> _Task directions_: Rewrite the data below, replacing every "hard hat" with "helmet" and keeping everything else the same. Omit the pictures from your answer.

> _Supplied data_:

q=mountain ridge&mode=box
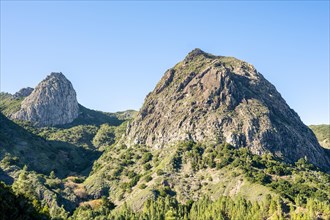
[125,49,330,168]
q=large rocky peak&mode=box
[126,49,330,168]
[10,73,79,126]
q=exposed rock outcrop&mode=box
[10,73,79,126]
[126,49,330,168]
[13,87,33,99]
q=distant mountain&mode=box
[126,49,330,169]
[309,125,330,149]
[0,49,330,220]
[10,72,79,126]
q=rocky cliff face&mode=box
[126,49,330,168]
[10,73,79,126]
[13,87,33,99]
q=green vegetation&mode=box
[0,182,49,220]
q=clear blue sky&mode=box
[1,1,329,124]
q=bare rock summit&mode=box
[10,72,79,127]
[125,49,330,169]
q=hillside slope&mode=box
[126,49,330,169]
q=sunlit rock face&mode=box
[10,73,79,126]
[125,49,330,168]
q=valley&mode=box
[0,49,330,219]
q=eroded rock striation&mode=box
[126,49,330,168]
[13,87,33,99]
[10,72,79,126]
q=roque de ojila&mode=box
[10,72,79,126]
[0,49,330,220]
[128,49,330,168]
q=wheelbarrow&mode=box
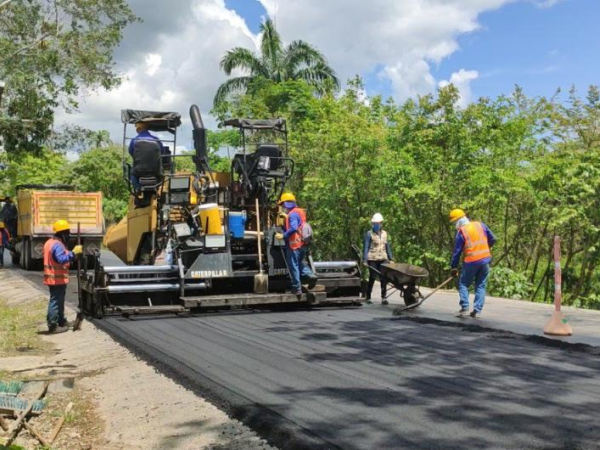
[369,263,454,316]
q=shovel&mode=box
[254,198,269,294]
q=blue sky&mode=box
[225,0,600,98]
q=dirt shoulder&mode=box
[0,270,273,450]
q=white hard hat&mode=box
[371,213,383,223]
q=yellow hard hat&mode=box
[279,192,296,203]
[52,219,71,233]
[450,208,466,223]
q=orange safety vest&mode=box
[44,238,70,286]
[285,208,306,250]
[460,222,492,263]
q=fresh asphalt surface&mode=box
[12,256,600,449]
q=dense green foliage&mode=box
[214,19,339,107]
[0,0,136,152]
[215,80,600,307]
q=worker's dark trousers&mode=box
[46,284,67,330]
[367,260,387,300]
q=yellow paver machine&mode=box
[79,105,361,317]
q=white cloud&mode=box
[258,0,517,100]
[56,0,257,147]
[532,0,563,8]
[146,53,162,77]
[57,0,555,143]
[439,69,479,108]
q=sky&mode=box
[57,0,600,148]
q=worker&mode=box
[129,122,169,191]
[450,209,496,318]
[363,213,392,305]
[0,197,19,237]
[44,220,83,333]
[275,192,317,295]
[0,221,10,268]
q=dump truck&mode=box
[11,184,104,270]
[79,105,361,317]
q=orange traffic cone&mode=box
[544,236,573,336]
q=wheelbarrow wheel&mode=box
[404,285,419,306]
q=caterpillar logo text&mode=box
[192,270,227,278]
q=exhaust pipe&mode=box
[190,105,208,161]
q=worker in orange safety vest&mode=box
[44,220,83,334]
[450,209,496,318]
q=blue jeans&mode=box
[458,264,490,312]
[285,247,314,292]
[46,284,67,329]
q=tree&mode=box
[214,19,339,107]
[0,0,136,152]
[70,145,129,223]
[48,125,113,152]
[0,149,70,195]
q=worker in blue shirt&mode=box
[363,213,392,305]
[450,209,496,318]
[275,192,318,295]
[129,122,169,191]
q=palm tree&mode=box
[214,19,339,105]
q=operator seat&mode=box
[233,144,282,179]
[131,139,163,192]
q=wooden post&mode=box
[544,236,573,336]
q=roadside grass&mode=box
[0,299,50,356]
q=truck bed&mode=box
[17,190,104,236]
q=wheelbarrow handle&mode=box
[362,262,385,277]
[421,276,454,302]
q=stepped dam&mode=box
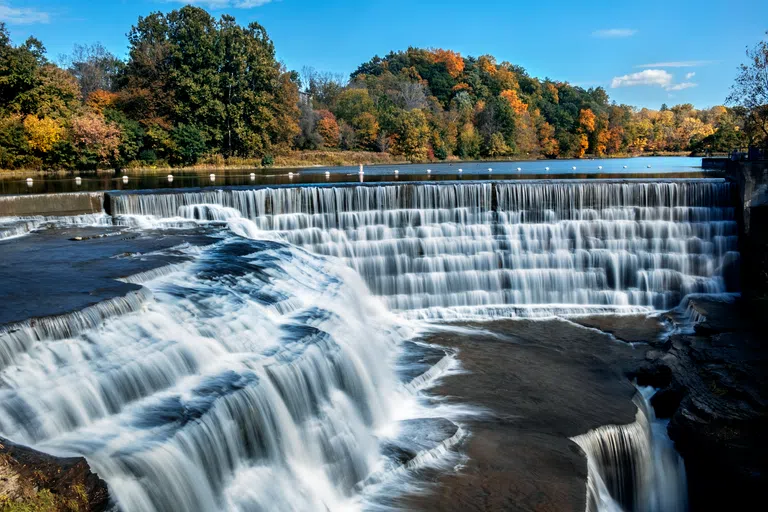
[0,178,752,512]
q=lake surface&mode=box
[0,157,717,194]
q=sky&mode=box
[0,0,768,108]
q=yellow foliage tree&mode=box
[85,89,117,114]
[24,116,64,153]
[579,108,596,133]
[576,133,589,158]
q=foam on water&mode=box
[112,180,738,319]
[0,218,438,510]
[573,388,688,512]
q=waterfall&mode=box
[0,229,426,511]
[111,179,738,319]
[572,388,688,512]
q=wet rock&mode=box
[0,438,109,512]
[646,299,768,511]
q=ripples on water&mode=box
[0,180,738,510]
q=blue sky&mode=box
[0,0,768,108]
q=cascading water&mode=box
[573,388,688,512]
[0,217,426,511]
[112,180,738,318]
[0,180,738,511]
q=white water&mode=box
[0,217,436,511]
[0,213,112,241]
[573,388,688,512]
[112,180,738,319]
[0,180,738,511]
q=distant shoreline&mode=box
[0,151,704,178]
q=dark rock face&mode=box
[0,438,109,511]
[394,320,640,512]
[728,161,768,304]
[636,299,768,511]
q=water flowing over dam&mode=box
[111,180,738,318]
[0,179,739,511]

> _Exercise output_:
q=mountain ridge&mode=box
[125,49,330,168]
q=large rocky peak&mode=box
[126,49,330,168]
[10,73,79,126]
q=exposed rock outcrop&mode=box
[10,73,79,126]
[126,49,330,168]
[13,87,33,99]
q=distant mountain&mode=box
[126,49,330,169]
[309,125,330,149]
[0,49,330,220]
[10,72,79,126]
q=rocky cliff face&mode=box
[126,49,330,168]
[10,73,79,126]
[13,87,33,99]
q=green vegetation&mode=box
[0,182,49,220]
q=clear blue sky&mode=box
[1,1,329,124]
q=bare rock summit&mode=box
[10,72,79,127]
[125,49,330,169]
q=hillside slope&mode=box
[126,49,330,169]
q=sunlit rock face&mode=box
[10,73,79,126]
[125,49,330,168]
q=valley&mode=box
[0,49,330,219]
q=eroded rock striation&mode=box
[126,49,330,168]
[13,87,33,99]
[10,72,79,126]
q=roque de ojila&mode=box
[10,72,79,126]
[0,49,330,220]
[128,49,330,168]
q=wheelbarrow&mode=box
[369,263,454,316]
q=shovel&mode=box
[254,198,269,294]
q=blue sky&mode=box
[225,0,600,98]
q=dirt shoulder&mode=box
[0,270,273,450]
q=white helmet&mode=box
[371,213,383,223]
q=yellow helmet&mode=box
[279,192,296,203]
[52,219,71,233]
[450,208,466,223]
q=orange safety vest&mode=box
[44,238,70,286]
[285,208,306,250]
[460,222,492,263]
q=fresh asphalt surface&mode=box
[12,256,600,449]
q=dense green foliage&mode=box
[214,19,339,107]
[0,0,136,152]
[215,80,600,307]
q=worker's dark trousers&mode=box
[46,284,67,330]
[367,260,387,300]
q=yellow paver machine&mode=box
[79,105,361,317]
q=white cloud&mode=box
[258,0,517,100]
[56,0,257,147]
[532,0,563,8]
[146,53,162,77]
[57,0,555,143]
[439,69,479,108]
q=sky&mode=box
[57,0,600,148]
q=worker&mode=box
[129,122,169,191]
[450,209,496,318]
[363,213,392,305]
[0,197,19,237]
[44,220,83,333]
[275,192,317,295]
[0,221,10,268]
q=dump truck&mode=box
[11,184,104,270]
[79,105,361,317]
q=orange traffic cone&mode=box
[544,236,573,336]
q=wheelbarrow wheel&mode=box
[404,285,419,306]
q=caterpillar logo text&mode=box
[192,270,227,278]
q=exhaust pipe&mode=box
[190,105,208,161]
q=worker in orange safety vest&mode=box
[44,220,83,334]
[450,209,496,318]
q=blue jeans&mode=box
[458,264,490,312]
[285,247,314,292]
[46,284,67,329]
q=tree&mode=box
[214,19,339,107]
[0,0,136,152]
[70,145,129,223]
[48,125,113,152]
[0,149,70,195]
q=worker in blue shirt&mode=box
[363,213,392,305]
[450,209,496,318]
[275,192,318,295]
[129,122,169,191]
q=palm tree&mode=box
[214,19,339,105]
q=operator seat&mode=box
[233,144,282,179]
[131,139,163,192]
q=wooden post&mode=box
[544,236,573,336]
q=roadside grass&mode=box
[0,299,50,356]
q=truck bed&mode=box
[17,190,104,236]
q=wheelbarrow handle&mode=box
[362,262,385,277]
[421,276,454,302]
q=stepped dam&mode=box
[0,178,752,512]
q=lake surface&mode=box
[0,157,717,194]
q=sky&mode=box
[0,0,768,108]
q=yellow foliage tree&mode=box
[85,89,117,114]
[24,116,64,153]
[579,108,596,133]
[576,133,589,158]
q=foam on water&mode=box
[112,180,738,319]
[0,218,438,510]
[573,388,688,512]
q=waterfall&mode=box
[0,229,426,511]
[111,179,738,319]
[572,388,688,512]
q=wet rock&mode=box
[0,438,109,512]
[646,299,768,511]
q=ripples on water&mode=box
[0,180,738,510]
q=blue sky&mode=box
[0,0,768,108]
q=cascading water&mode=box
[573,388,688,512]
[0,217,426,511]
[112,180,738,318]
[0,180,738,511]
q=white water&mode=box
[0,217,436,511]
[0,213,112,241]
[573,388,688,512]
[112,180,738,319]
[0,180,738,511]
q=distant shoreline&mode=box
[0,151,704,178]
q=dark rock face&mode=box
[0,438,109,511]
[394,320,640,512]
[728,161,768,304]
[636,299,768,511]
q=water flowing over dam&mode=box
[111,180,738,318]
[0,179,739,511]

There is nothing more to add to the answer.